Records excerpted from a collection:
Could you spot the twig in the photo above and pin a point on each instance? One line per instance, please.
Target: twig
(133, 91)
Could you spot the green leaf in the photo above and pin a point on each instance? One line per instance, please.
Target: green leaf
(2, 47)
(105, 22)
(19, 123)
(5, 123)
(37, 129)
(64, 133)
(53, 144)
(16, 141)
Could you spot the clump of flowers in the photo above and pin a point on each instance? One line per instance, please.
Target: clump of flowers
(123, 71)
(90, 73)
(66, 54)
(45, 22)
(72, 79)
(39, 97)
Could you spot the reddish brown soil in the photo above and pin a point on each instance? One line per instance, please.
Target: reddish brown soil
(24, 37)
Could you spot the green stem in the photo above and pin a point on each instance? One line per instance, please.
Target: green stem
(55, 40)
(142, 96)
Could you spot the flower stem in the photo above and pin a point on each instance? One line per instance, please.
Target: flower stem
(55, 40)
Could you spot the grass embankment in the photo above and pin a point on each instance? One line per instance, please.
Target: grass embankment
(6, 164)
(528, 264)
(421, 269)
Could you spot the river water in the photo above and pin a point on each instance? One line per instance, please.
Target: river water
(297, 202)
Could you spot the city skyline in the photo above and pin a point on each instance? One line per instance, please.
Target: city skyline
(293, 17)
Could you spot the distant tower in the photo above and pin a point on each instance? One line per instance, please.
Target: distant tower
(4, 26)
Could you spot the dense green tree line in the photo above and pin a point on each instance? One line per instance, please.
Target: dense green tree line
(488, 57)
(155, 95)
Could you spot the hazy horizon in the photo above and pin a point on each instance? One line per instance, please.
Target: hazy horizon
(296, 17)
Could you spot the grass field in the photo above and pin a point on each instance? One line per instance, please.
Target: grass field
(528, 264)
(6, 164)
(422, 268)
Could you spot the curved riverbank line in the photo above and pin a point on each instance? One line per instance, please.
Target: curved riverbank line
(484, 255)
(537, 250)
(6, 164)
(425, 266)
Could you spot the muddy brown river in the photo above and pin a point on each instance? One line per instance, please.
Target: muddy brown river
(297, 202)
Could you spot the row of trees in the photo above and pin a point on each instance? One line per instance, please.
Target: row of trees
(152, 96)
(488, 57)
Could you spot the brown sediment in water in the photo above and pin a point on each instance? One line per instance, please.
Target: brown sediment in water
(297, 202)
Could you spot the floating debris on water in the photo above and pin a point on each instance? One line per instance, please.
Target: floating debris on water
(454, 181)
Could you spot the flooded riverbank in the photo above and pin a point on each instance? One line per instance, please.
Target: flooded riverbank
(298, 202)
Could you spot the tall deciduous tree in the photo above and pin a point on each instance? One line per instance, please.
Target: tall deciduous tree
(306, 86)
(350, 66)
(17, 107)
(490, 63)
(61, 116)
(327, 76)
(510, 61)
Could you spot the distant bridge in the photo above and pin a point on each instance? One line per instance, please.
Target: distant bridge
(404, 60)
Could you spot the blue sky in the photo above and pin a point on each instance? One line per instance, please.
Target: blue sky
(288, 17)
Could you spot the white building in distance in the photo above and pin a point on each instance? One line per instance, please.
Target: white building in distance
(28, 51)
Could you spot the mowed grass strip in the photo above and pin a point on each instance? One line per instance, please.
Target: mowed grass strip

==

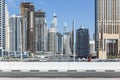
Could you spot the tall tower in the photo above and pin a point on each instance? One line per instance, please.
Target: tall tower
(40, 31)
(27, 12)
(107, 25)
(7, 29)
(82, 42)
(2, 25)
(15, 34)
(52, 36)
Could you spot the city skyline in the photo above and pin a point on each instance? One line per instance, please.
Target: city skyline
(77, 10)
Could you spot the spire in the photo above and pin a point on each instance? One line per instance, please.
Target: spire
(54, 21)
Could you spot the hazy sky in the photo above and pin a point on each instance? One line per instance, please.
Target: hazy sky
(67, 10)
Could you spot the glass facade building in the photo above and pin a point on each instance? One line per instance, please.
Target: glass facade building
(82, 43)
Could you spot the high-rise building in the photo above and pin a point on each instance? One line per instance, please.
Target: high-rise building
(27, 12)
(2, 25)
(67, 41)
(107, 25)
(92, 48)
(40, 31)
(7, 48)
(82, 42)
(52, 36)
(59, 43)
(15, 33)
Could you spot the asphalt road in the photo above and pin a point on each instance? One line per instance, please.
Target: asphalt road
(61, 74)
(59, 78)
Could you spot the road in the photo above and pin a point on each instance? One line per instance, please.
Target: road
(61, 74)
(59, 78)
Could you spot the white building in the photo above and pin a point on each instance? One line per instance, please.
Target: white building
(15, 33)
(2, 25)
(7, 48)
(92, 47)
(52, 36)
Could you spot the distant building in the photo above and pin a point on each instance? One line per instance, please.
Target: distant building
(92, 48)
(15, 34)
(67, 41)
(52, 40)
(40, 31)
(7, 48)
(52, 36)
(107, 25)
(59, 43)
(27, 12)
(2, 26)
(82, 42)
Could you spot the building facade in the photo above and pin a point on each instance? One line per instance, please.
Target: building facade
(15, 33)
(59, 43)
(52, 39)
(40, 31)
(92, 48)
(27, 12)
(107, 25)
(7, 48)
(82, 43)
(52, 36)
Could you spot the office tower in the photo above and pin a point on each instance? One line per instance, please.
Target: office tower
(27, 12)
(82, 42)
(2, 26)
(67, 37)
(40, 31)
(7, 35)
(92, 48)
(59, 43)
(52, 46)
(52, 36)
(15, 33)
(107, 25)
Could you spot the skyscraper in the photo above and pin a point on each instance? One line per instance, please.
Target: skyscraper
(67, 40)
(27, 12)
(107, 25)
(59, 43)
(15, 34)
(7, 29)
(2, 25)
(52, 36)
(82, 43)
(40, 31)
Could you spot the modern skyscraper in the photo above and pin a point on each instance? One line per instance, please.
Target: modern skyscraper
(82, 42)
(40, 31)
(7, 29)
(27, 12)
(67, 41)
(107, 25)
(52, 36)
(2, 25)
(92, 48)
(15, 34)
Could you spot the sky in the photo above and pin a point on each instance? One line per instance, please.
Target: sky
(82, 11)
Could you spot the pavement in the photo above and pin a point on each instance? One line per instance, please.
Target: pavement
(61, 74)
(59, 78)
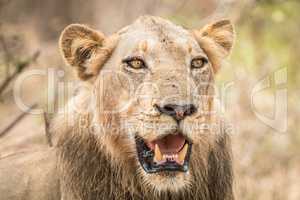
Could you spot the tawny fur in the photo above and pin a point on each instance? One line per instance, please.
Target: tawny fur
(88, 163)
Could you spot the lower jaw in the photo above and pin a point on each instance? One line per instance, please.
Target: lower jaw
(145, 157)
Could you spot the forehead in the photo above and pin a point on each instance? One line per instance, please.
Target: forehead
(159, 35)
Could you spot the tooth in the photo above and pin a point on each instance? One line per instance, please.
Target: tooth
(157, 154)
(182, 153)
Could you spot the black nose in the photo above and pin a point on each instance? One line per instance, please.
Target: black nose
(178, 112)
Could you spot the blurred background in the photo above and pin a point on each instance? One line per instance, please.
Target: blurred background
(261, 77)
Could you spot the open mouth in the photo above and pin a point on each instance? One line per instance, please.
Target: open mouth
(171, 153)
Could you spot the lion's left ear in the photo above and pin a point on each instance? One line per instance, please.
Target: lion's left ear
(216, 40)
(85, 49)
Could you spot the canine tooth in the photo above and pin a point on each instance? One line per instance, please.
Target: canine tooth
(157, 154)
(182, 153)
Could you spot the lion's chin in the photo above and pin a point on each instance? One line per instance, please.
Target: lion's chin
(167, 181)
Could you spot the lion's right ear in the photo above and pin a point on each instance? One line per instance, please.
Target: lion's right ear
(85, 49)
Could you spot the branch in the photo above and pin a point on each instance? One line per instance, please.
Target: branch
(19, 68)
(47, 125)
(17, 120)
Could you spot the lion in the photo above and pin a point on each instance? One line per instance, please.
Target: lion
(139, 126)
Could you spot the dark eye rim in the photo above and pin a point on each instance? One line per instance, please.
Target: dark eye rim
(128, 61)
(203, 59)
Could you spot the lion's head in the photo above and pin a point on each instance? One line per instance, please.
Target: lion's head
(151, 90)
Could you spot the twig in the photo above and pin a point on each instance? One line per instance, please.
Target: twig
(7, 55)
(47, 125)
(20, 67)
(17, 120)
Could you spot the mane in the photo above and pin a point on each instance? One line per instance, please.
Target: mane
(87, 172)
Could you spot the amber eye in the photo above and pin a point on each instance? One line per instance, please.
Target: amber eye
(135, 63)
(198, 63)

* * *

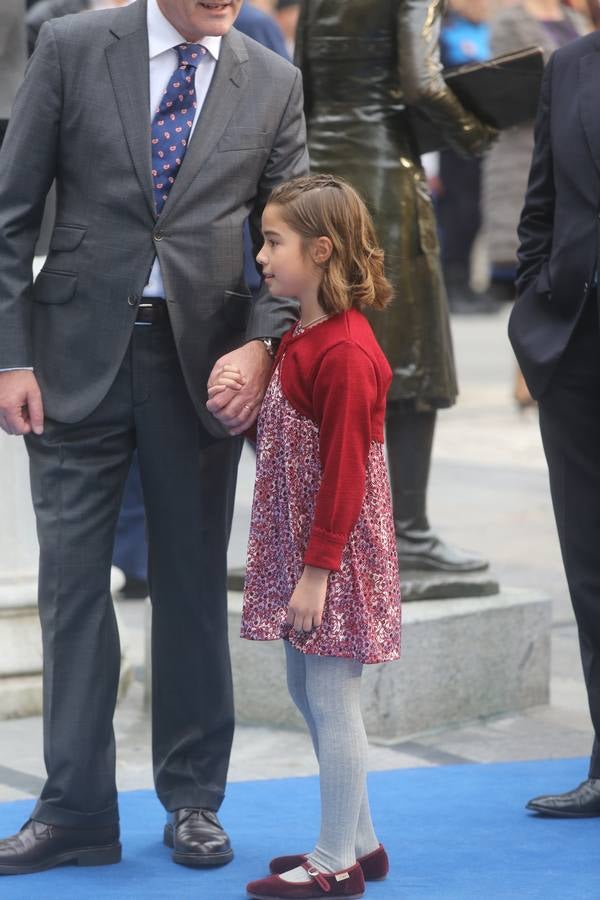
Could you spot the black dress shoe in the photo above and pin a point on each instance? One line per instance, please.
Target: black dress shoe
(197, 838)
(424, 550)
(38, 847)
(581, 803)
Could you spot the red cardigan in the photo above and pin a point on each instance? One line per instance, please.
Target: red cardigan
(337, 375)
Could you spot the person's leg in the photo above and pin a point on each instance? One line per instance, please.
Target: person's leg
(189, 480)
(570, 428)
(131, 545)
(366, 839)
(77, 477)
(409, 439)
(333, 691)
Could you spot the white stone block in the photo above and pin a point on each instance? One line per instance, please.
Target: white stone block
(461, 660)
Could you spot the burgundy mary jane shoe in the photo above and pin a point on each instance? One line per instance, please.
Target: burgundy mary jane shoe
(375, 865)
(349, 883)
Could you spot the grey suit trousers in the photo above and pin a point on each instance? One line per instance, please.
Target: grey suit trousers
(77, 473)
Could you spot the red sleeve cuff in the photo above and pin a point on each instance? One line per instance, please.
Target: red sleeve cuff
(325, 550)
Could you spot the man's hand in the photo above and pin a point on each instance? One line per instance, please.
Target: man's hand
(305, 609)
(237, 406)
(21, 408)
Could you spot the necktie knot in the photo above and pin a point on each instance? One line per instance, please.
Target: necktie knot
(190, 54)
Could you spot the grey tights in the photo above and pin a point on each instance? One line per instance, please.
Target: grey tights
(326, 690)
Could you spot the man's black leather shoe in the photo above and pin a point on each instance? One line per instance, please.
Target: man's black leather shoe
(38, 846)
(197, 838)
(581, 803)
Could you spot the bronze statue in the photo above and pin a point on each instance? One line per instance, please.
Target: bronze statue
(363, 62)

** The task **
Give the exact lines, and only those, from the line containing "Target: canine tooth" through the line containing "Could you spot the amber" in the entries above.

** Task solution **
Target: canine tooth
(157, 154)
(182, 153)
Could you spot the lion's chin in the photo above and pin a point on each instance? One line per instance, please.
Target: lion's chin
(167, 181)
Could you spot the lion's right ear in the photo above and pin a point on each instance? One line per instance, please.
Target: lion's right ear
(85, 49)
Could you spot the branch in the photo above and pin a point on each instance? One line per instance, please.
Target: branch
(19, 68)
(47, 125)
(17, 120)
Could you spot the lion in the photo above and pin a point on each instance? One line per instance, please.
Target: lion
(139, 126)
Could you spot the dark eye rim in the photo above and pin a point on each instance? One line per instance, please.
Target: dark eye rim
(128, 61)
(203, 59)
Could you spot the lion's head in the photo above and pin a point on each instance? One line per instance, please.
Target: lion's head
(151, 90)
Could you spot the twig in the photo above and pin a point on each instance? One line per instance, please.
Target: twig
(7, 55)
(47, 125)
(20, 67)
(17, 120)
Could you spot the mane in the photo above and pin a point on each instance? One line per instance, please.
Target: mane
(87, 172)
Could you spot the amber eye in the photo above and pin a point on each instance? One line per instance, please.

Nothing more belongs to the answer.